━━ Texto base

ILE-IFE, NIGÉRIA. Há 800 anos, Gengis Cã encomendou aos povos submetidos uma escrita para a sua língua, contratou letrados e difundiu idiomas espalhados pela Rota da Seda, facilitando a administração do maior império em terras contínuas que o mundo já viu, e não, como costumamos dizer, “semeando o terror”. Os mongóis nos ensinaram que governar, mais que impor a própria língua, é beneficiar-se da comunicação com os povos em contato: reunir para reinar.
Difundir e aprender um idioma é recurso para os mais diversos fins políticos, o que devia ser mais debatido nas aulas de língua estrangeira. Fala-se hoje em intercâmbio cultural, e as relações comerciais sempre são uma motivação legítima. O Mercosul promoveu o estudo de espanhol e português, proveito mútuo que ultrapassa o mero jogo de forças internacional (ainda que atribuições recíprocas de hermanos e macaquitos nos lembrem que não se trata de um mar de Rosas). Mas a cooperação não é a norma nas políticas de língua estrangeira, e a difusão das línguas européias modernas é semente e fruto da empresa neocolonial, ao lado do aprendizado da língua do dominado. Walter Rodney mostrou o papel da Aliança Francesa como braço lingüístico da dupla tarefa de explorar o trabalho africano e enfrentar a influência britânica, e a outra face da mesma moeda é ilustrada pelo sistema Berlitz, mais conhecido pelos livrinhos de viagem e o método de imersão. Graças à ligação de Charles Berlitz com o serviço de inteligência do exército norte-americano, o sistema foi usado por agentes disfarçados, sabotadores e outras figuras simpáticas na aquisição “sem sotaque” de línguas do sudeste asiático.

━━━━
━━ Registros de dados

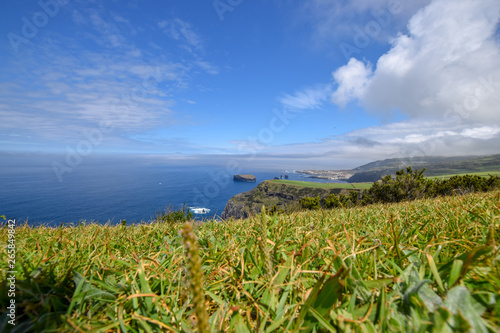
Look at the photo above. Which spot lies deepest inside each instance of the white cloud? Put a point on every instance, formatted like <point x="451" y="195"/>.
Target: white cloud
<point x="447" y="65"/>
<point x="352" y="80"/>
<point x="404" y="139"/>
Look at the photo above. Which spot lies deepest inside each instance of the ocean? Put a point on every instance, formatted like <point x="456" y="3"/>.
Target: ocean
<point x="110" y="193"/>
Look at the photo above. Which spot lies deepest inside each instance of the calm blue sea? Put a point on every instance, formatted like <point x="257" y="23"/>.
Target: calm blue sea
<point x="120" y="191"/>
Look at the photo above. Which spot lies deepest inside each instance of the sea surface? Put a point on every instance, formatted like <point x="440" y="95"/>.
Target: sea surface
<point x="111" y="193"/>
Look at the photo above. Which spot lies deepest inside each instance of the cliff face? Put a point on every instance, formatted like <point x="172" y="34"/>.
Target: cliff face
<point x="267" y="193"/>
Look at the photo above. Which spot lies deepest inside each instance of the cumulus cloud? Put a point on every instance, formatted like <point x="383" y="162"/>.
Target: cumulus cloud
<point x="448" y="65"/>
<point x="352" y="80"/>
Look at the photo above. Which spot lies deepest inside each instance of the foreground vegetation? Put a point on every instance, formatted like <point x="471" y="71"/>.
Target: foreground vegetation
<point x="426" y="265"/>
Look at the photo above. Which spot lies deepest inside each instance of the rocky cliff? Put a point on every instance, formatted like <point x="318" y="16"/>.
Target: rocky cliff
<point x="284" y="196"/>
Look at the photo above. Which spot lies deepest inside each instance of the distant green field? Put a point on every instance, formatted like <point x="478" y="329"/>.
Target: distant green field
<point x="323" y="185"/>
<point x="480" y="174"/>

━━━━

■ Objetivo do exercício
Edite o trecho do texto sobre línguas e poder que abre com as palavras "ILE-IFE, NIGÉRIA. Há" e fecha com "reunir para reinar.", trocando "letrados" por "escribas".

■ Solução a seguir
ILE-IFE, NIGÉRIA. Há 800 anos, Gengis Cã encomendou aos povos submetidos uma escrita para a sua língua, contratou escribas e difundiu idiomas espalhados pela Rota da Seda, facilitando a administração do maior império em terras contínuas que o mundo já viu, e não, como costumamos dizer, “semeando o terror”. Os mongóis nos ensinaram que governar, mais que impor a própria língua, é beneficiar-se da comunicação com os povos em contato: reunir para reinar.